DIRECTIONS. Show each line in the rows below that contains the string "grassy". Case counts.

STORED DATA.
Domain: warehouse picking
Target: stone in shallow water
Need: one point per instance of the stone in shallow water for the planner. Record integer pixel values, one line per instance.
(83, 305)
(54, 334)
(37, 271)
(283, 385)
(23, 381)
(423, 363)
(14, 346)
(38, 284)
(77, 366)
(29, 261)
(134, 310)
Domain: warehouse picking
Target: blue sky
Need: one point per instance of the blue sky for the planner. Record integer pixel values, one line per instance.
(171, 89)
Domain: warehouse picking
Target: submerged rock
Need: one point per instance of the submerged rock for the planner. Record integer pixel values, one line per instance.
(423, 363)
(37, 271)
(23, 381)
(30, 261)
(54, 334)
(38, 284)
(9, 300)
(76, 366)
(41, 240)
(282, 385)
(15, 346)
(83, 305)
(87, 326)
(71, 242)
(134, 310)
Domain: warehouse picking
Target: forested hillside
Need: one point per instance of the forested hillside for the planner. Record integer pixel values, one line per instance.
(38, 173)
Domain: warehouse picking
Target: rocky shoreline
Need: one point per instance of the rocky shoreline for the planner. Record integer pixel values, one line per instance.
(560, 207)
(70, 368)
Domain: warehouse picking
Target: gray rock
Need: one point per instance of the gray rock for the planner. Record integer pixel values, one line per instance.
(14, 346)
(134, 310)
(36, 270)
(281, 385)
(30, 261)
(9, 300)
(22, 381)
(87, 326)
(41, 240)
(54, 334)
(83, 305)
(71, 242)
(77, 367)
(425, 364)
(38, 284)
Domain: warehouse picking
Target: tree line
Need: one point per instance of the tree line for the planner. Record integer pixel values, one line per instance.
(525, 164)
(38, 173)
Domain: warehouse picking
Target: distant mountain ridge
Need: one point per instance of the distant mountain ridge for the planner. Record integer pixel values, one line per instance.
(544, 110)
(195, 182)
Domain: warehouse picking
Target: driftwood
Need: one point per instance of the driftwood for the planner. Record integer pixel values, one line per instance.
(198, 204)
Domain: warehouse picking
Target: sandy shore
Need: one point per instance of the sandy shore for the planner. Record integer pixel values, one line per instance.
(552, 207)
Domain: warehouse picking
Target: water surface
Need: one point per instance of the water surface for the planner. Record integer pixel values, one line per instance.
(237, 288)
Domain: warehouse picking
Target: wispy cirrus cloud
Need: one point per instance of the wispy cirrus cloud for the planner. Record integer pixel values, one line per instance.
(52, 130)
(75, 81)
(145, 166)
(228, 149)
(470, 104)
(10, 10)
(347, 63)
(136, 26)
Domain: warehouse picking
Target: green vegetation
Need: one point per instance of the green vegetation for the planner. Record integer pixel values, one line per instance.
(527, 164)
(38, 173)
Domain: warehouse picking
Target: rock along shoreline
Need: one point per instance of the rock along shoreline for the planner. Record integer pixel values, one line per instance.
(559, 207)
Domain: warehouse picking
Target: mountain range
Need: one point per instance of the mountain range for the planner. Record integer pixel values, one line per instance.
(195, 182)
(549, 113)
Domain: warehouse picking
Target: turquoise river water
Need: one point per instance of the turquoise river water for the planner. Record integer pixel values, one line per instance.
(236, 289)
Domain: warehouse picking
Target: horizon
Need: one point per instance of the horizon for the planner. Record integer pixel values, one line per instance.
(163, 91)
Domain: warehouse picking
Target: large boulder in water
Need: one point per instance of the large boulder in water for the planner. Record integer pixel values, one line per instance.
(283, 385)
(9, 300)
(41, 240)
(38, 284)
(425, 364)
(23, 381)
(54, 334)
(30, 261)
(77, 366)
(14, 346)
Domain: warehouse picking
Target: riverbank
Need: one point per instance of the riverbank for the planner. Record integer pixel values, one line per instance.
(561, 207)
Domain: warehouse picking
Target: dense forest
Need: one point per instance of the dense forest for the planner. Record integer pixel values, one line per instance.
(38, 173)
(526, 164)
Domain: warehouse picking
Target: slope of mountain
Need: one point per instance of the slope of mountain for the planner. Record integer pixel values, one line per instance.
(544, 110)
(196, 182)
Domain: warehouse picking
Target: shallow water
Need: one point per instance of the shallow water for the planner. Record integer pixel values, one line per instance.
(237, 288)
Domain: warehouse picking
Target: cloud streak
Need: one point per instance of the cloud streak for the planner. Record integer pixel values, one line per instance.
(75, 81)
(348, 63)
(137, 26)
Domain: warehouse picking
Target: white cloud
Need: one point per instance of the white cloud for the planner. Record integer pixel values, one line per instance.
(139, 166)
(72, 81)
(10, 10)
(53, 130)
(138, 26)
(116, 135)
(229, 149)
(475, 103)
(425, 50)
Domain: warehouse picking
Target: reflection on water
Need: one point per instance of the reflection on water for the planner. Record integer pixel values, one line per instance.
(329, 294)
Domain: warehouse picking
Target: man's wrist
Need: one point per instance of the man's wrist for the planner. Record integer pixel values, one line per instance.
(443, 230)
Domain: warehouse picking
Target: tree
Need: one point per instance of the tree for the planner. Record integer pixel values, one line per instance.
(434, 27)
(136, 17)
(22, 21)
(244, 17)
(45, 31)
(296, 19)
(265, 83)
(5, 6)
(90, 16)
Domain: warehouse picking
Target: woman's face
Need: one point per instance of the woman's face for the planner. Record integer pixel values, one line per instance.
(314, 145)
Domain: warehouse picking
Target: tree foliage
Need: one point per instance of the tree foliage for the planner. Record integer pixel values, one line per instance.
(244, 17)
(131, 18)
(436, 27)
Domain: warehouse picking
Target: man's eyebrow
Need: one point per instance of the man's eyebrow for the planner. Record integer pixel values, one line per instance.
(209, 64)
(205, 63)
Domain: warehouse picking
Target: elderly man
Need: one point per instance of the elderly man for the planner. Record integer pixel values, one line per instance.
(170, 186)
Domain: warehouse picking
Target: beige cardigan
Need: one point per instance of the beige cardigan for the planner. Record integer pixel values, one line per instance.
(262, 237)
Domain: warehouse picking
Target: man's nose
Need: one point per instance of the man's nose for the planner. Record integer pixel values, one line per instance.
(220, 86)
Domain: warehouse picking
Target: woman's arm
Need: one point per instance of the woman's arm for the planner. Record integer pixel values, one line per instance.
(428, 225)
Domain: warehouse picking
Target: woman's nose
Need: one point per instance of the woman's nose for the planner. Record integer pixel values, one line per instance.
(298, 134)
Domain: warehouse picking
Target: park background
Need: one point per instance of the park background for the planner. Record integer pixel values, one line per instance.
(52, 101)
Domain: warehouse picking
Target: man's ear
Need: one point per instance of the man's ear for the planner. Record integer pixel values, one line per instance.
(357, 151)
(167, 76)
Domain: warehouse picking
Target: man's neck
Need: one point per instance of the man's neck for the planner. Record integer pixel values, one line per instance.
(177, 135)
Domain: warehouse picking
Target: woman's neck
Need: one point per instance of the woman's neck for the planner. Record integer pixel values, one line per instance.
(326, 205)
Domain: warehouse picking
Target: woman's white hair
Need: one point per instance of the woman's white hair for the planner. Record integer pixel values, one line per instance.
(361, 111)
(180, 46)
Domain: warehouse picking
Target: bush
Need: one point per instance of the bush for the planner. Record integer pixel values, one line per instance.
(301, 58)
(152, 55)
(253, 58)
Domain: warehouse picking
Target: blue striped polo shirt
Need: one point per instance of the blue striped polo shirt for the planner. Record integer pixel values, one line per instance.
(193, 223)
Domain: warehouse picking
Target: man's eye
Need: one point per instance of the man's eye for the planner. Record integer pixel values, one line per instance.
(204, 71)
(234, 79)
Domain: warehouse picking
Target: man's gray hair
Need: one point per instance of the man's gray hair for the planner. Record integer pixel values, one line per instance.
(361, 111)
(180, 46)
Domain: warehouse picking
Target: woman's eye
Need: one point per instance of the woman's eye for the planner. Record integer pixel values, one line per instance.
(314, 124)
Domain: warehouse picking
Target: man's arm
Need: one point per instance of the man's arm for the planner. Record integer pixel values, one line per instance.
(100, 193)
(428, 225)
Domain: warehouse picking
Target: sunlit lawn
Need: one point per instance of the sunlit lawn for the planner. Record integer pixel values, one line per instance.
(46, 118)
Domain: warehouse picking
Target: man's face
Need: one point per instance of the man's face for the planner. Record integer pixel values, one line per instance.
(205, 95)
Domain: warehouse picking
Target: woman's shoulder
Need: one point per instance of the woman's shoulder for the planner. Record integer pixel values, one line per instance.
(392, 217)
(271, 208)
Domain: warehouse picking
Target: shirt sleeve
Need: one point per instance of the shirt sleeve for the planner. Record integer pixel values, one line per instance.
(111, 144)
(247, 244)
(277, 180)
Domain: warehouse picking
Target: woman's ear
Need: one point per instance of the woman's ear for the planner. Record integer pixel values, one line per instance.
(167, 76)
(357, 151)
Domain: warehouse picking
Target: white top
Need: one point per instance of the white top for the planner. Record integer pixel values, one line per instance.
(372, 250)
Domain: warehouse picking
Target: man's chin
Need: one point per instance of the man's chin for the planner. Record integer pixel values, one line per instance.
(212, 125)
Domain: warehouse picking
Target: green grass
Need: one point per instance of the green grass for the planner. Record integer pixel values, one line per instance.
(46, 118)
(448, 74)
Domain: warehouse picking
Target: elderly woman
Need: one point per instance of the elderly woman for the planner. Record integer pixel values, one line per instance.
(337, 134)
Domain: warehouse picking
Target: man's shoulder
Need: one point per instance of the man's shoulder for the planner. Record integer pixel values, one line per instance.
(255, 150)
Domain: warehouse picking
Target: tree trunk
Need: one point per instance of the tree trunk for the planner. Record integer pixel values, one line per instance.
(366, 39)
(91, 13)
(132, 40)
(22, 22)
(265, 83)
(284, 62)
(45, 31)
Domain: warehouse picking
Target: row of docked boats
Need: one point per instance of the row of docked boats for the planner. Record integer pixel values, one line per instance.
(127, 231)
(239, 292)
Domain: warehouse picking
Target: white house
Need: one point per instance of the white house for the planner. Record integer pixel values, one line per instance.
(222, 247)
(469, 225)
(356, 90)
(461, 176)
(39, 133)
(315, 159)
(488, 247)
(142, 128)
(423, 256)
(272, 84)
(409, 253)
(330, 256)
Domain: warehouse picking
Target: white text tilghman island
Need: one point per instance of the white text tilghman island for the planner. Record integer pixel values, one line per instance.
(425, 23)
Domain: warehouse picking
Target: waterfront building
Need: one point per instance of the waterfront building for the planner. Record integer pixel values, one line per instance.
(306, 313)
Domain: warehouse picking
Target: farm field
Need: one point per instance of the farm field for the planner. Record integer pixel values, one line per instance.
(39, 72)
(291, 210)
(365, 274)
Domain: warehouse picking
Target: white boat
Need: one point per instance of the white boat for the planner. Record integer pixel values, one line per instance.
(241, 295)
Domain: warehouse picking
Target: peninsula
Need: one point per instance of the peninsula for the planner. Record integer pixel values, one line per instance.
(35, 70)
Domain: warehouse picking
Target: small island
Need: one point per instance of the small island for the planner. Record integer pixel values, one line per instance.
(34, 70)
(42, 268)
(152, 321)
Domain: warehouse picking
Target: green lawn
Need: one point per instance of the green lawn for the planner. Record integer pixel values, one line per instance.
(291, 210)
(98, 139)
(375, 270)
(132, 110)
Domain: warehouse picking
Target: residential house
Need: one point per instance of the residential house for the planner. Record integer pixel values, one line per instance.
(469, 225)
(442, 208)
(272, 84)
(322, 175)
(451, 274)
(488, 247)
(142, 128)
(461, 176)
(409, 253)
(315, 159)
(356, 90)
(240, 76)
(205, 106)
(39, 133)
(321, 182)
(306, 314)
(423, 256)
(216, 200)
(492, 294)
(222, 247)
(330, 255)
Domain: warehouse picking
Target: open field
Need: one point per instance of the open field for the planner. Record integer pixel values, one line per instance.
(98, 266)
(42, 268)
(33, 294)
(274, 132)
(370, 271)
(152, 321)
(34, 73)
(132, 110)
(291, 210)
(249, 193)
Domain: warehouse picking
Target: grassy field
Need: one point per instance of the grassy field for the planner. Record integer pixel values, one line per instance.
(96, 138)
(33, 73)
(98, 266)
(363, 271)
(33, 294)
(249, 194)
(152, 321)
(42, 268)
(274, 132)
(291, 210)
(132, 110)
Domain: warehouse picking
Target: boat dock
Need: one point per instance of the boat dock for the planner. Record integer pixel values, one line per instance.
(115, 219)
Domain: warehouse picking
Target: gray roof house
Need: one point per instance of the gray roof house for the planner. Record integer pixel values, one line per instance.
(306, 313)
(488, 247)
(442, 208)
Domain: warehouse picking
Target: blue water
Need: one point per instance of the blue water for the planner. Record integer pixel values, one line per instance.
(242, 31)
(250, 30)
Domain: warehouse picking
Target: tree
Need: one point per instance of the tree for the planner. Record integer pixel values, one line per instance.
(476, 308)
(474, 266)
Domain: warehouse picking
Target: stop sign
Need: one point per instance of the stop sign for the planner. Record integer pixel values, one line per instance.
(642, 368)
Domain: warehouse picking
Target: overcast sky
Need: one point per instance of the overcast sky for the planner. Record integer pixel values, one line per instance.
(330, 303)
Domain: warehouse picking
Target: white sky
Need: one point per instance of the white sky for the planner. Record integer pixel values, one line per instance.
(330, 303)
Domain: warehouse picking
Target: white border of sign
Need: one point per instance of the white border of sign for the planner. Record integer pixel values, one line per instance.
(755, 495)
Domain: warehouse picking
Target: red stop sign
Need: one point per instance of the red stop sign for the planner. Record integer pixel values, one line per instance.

PROBLEM SOLUTION.
Target: grassy field
Need: one point per instance of the grassy field for the planner. Record integer pixel values, one line per instance.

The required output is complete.